ARBEITSANWEISUNGEN
- a) Zählen Sie alle Anlässe auf, bei denen ein Austauschvorgang laut dem Text zur GOZ 905 anfallen kann, ohne dass dies für die Berechnung von Belang ist.
- b) Welches Gericht hat nach dem Text zur GOZ 905 ebenso entschieden wie die Zahnärztekammern, und unter welchem Aktenzeichen?

BEREITGESTELLTER TEXT

-----

Die GOZ 905 beschreibt den Austauschvorgang von Sekundärteilen. Im Unterschied zur GOZ 904 hat der Gesetzgeber die Freilegung hier nicht aufgeführt. Somit kommt die GOZ 905 erst zum Tragen, wenn die Freilegung zu einem vorherigen Zeitpunkt durchgeführt wurde oder aufgrund einer Sofortversorgung nicht notwendig war. Daher wird einzig das Herausnehmen und Einsetzen von einem Sekundärteil honoriert. Die Beschreibung dieser Gebührenziffer spricht dabei eindeutig von der Einzahl („eines Sekundärteils“). Darunter fallen alle Teile, wie beispielsweise Abform-, Bissnahme-, Scan- und Übergangspfosten, Mesostrukturen, Gingiva- und Sulkusformer, Einheilkappen, Abutments (konfektioniert oder individuell hergestellt) sowie Druckknöpfe/Magnete. Eine weitere mengenmäßige oder zeitliche Beschränkung ist der GOZ 905 nicht zu entnehmen. Mithin kann die Ziffer für jeden einzelnen Austauschvorgang  pro Implantat und Sitzung berechnet werden. Dabei ist unerheblich, ob der Austauschvorgang während der rekonstruktiven Phase, bei einer Implantatreinigung oder bei einer Wiederherstellung im Zuge einer Repa­ratur anfällt. Die mehrfache Berechnung der GOZ 905 wird durch sämtliche Landeszahnärztekammern wie auch die Bundeszahnärztekammer (Stand: 11.11.2010) bestätigt: „Die Leistung nach der Geb.-Nr. 905 GOZ ist pro Implantatpfeiler und je Sitzung bei einem Wechselvorgang oder Austausch berechenbar.“ Ebenso entschied auch das AG Hamburg (Urt. v. 08.03.2010, Az.: 24A C 14/09). Es führt aus, dass die Berechnung der Leistung nach GOZ 905 bei einem zusammengesetzten Implantat in der rekonstruktiven Phase pro Implantat und je Sitzung einmal möglich ist. Dies gilt jedenfalls dann, wenn das Auswechseln des Sekundärteils nicht im Zusammenhang mit Leistungen nach der GOZ 903 oder der GOZ 904 erfolgt. Zudem verneinte das Gericht die vorherrschende Auffassung, dass mit der GOZ 905 nur der Reparaturfall nach vollständiger prothetischer Versorgung gemeint ist. Der Wortlaut lege nicht zwingend nahe, dass ein tatsächlicher Austausch des Sekundärteils nur dann stattfinden muss, wenn das bisherige Sekundärteil vernichtet und durch ein neu angefertigtes ausgetauscht wird. Somit bestätigte das Gericht, dass der Austauschvorgang von ein- und demselben Sekundärteil in gleicher Sitzung bereits ein Auswechseln im Sinne von GOZ 905 darstellt.

-----

QUELLDATEN

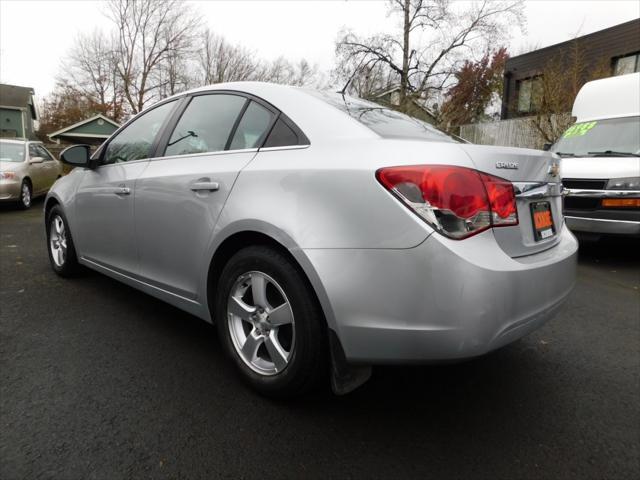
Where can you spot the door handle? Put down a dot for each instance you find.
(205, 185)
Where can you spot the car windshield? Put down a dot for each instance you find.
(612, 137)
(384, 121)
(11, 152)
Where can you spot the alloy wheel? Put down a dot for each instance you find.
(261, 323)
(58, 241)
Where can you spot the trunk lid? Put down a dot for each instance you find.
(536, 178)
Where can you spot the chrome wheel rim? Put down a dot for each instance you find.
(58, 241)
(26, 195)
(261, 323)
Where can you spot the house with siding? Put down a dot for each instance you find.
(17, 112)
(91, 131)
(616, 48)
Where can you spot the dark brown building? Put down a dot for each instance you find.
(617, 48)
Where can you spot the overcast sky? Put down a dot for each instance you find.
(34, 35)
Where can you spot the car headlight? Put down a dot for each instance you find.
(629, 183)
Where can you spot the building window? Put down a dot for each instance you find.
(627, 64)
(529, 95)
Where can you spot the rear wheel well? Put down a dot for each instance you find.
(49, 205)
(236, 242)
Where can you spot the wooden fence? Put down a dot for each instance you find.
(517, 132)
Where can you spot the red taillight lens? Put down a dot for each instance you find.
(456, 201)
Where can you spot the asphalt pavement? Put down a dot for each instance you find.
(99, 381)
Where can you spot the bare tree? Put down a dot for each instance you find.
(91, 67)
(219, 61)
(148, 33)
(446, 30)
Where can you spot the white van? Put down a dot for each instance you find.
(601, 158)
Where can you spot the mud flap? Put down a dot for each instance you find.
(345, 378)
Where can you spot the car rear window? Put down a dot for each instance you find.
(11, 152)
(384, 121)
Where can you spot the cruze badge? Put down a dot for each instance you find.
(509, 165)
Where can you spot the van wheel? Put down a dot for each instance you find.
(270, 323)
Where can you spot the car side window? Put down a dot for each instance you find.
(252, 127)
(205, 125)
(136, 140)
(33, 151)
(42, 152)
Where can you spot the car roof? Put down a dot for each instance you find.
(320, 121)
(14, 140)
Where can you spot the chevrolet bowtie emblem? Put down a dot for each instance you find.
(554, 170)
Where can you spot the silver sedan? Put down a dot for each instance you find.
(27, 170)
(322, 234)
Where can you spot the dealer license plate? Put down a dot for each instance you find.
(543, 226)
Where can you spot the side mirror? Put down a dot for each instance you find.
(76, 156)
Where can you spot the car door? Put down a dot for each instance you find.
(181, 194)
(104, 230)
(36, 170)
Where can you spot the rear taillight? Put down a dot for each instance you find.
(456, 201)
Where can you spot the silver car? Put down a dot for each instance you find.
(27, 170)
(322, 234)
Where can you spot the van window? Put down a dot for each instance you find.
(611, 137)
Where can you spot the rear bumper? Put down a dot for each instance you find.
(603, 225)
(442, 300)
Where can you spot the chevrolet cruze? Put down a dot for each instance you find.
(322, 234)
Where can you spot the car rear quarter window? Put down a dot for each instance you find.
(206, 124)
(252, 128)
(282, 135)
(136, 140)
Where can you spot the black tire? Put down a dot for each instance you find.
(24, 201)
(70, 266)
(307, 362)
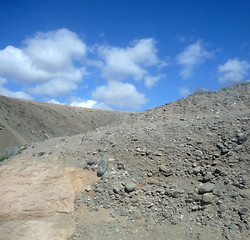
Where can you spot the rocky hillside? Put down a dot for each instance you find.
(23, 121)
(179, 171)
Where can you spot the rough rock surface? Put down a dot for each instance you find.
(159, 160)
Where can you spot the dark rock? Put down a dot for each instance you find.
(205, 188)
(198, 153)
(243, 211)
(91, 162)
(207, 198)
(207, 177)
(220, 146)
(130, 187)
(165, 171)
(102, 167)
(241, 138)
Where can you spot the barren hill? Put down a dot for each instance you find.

-----

ANTWORTEN ZU AUFGABEN
- a)
- während der rekonstruktiven Phase
- bei einer Implantatreinigung
- bei einer Wiederherstellung im Zuge einer Reparatur

- b) Das AG Hamburg, Az.: 24A C 14/09 (Urteil vom 08.03.2010).